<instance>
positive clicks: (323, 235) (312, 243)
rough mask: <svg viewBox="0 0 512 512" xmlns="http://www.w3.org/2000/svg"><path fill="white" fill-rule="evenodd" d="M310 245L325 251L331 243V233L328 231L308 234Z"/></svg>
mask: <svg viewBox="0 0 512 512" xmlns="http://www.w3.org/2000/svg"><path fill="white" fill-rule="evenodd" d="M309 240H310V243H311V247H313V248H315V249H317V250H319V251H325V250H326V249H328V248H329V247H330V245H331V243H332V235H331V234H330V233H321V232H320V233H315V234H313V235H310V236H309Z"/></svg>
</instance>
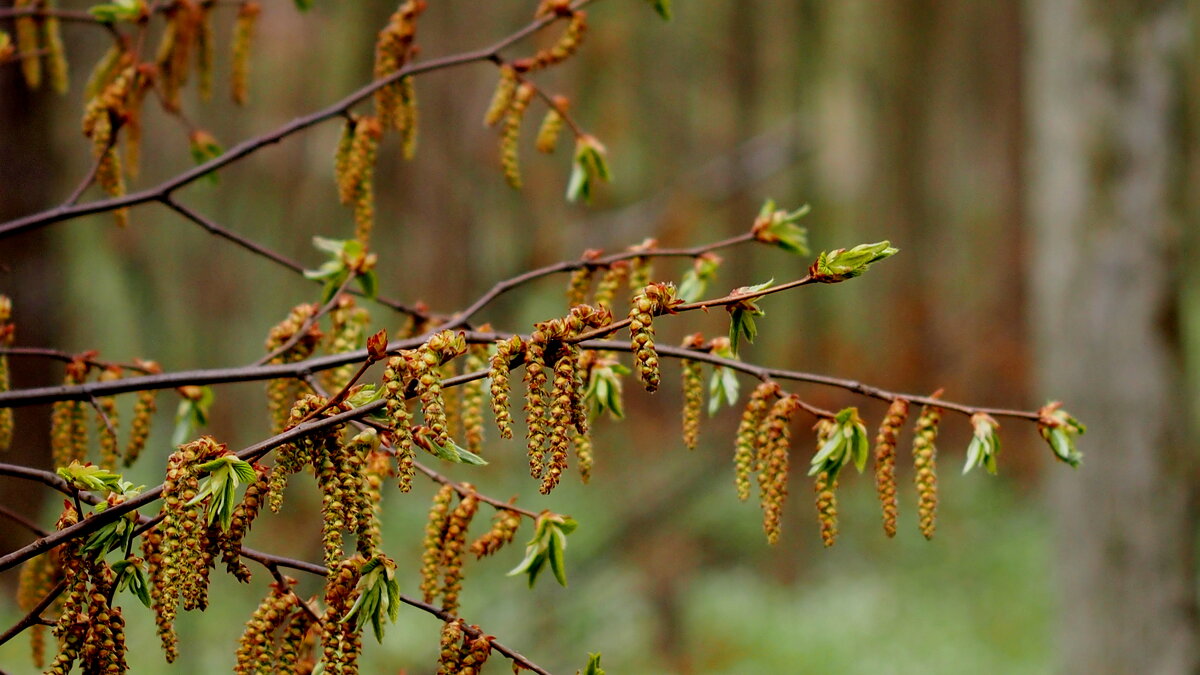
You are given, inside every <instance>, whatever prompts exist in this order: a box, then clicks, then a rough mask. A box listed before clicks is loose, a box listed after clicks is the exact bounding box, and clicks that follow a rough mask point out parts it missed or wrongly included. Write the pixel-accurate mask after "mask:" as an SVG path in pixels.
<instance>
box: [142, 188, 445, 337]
mask: <svg viewBox="0 0 1200 675" xmlns="http://www.w3.org/2000/svg"><path fill="white" fill-rule="evenodd" d="M158 201H160V202H161V203H163V204H166V205H167V207H168V208H170V209H172V210H174V211H175V213H178V214H179V215H181V216H184V217H185V219H187V220H190V221H192V222H194V223H196V225H198V226H200V227H203V228H204V229H205V231H208V232H209V234H215V235H217V237H221V238H223V239H227V240H229V241H233V243H234V244H236V245H239V246H241V247H242V249H246V250H247V251H250V252H252V253H254V255H257V256H262V257H264V258H266V259H269V261H271V262H274V263H276V264H278V265H282V267H284V268H287V269H290V270H292V271H294V273H296V274H299V275H301V276H302V275H304V273H305V271H306V270H305V267H304V265H302V264H300V263H299V262H296V261H293V259H292V258H289V257H287V256H284V255H282V253H278V252H276V251H274V250H271V249H269V247H266V246H264V245H262V244H259V243H257V241H253V240H251V239H247V238H246V237H242V235H241V234H238V233H236V232H233V231H232V229H229V228H227V227H223V226H221V225H218V223H217V222H215V221H214V220H212V219H209V217H205V216H204V215H202V214H199V213H197V211H194V210H192V209H191V208H188V207H185V205H184V204H181V203H179V202H178V201H176V199H175V198H173V197H170V196H167V197H163V198H161V199H158ZM316 282H317V283H320V281H316ZM349 293H352V294H354V295H359V297H361V295H362V293H361V292H359V291H349ZM371 300H372V301H376V303H379V304H380V305H384V306H386V307H390V309H392V310H396V311H398V312H403V313H407V315H409V316H415V317H418V318H426V319H427V318H433V317H431V316H430V315H428V313H427V312H425V311H421V310H419V309H416V307H410V306H408V305H404V304H402V303H400V301H397V300H392V299H389V298H384V297H382V295H377V297H374V298H371Z"/></svg>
==================================================
- _AIM OF THE TASK_
Copy every row above word for word, leaving out the pictures.

- _TASK SOLUTION_
<instance>
positive clicks: (323, 235) (312, 243)
rough mask: <svg viewBox="0 0 512 512" xmlns="http://www.w3.org/2000/svg"><path fill="white" fill-rule="evenodd" d="M310 245L325 251L331 243V233L328 231L308 234Z"/></svg>
mask: <svg viewBox="0 0 512 512" xmlns="http://www.w3.org/2000/svg"><path fill="white" fill-rule="evenodd" d="M309 240H310V243H311V247H313V248H315V249H317V250H319V251H325V250H326V249H328V248H329V247H330V245H331V243H332V235H331V234H330V233H321V232H320V233H315V234H313V235H310V236H309Z"/></svg>
</instance>
You are given, inside every <instance>, whatever prompts exist in this order: a box, then clicks, then a rough mask. A box listed before clicks is loose, a box listed after clicks is the exact bounding box, and clicks that follow a rough mask point out parts it missed or wrongly included. Write the pixel-accurate mask after "mask:" as an SVG path in pixels.
<instance>
box: [142, 188, 445, 337]
mask: <svg viewBox="0 0 1200 675" xmlns="http://www.w3.org/2000/svg"><path fill="white" fill-rule="evenodd" d="M158 201H160V202H161V203H163V204H166V205H167V207H168V208H170V209H172V210H174V211H175V213H178V214H179V215H181V216H184V217H185V219H187V220H190V221H192V222H194V223H196V225H198V226H200V227H203V228H204V229H205V231H208V232H209V234H215V235H217V237H221V238H223V239H227V240H229V241H233V243H234V244H236V245H239V246H241V247H242V249H246V250H247V251H250V252H252V253H254V255H257V256H262V257H264V258H266V259H269V261H271V262H274V263H276V264H278V265H282V267H284V268H287V269H290V270H292V271H294V273H296V274H299V275H301V276H302V275H304V273H305V271H306V270H305V267H304V265H302V264H300V263H299V262H296V261H293V259H292V258H289V257H287V256H284V255H282V253H278V252H276V251H274V250H271V249H269V247H266V246H264V245H262V244H259V243H257V241H253V240H251V239H247V238H246V237H242V235H241V234H238V233H236V232H233V231H232V229H229V228H227V227H223V226H221V225H218V223H217V222H215V221H214V220H212V219H209V217H205V216H204V215H202V214H199V213H197V211H194V210H192V209H191V208H188V207H185V205H184V204H181V203H179V202H178V201H176V199H175V198H173V197H170V196H167V197H163V198H161V199H158ZM316 282H317V283H320V281H316ZM349 293H352V294H354V295H359V297H361V295H362V293H361V292H359V291H349ZM371 300H372V301H376V303H379V304H380V305H384V306H386V307H390V309H392V310H396V311H398V312H403V313H407V315H409V316H415V317H418V318H426V319H427V318H433V317H431V316H430V315H428V313H427V312H425V311H421V310H419V309H416V307H410V306H408V305H404V304H402V303H400V301H397V300H392V299H389V298H384V297H382V295H377V297H374V298H371Z"/></svg>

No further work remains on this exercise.